• TASK DIRECTIONS
Only certain lines below are wanted: those starting at the line containing "Query: antelope head" and ending at the line containing "One marker per instance, like [170,271].", both included, each retyped exactly.

• DATA FOR THIS EXERCISE

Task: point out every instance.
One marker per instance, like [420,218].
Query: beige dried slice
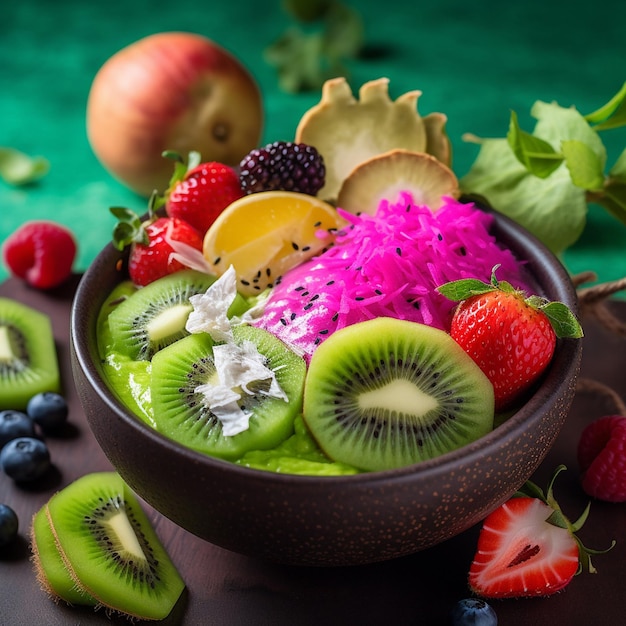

--

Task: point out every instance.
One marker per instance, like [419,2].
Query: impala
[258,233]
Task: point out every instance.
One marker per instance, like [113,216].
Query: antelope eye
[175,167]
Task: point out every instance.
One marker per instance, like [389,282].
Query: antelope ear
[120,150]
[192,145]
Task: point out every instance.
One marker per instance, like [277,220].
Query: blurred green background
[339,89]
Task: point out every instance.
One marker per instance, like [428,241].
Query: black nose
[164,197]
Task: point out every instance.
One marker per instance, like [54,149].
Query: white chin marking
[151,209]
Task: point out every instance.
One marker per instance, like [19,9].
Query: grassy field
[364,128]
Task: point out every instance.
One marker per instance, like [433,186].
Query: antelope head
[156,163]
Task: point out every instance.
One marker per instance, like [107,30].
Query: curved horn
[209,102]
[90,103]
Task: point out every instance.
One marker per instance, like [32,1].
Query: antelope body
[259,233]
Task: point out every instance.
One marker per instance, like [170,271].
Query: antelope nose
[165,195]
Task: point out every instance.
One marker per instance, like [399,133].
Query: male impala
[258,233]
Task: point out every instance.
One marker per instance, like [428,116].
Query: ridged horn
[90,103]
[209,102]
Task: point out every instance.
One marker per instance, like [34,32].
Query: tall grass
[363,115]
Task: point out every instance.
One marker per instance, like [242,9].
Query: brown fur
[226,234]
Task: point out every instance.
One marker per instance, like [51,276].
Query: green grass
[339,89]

--

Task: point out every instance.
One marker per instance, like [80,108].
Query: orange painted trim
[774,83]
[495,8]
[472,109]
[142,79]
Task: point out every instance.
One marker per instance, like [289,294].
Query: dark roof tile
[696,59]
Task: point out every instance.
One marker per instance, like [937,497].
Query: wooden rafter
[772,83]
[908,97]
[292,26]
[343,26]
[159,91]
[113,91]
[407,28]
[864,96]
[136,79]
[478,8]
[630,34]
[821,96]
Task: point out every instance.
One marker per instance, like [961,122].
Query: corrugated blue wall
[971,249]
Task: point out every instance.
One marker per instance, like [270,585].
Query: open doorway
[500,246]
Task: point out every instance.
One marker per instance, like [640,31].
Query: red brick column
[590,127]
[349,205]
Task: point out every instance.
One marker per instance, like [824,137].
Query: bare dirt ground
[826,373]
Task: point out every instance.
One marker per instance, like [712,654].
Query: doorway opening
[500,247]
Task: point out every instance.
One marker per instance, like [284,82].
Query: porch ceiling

• RESULT FOR THIS TASK
Query: antelope head
[156,163]
Task: point out every instance.
One marker per instance, like [107,30].
Query: curved horn
[209,102]
[90,103]
Task: point out every instance.
One marker per instance, like [32,1].
Query: antelope body
[259,233]
Task: point out every instance.
One marker per instance, like [170,271].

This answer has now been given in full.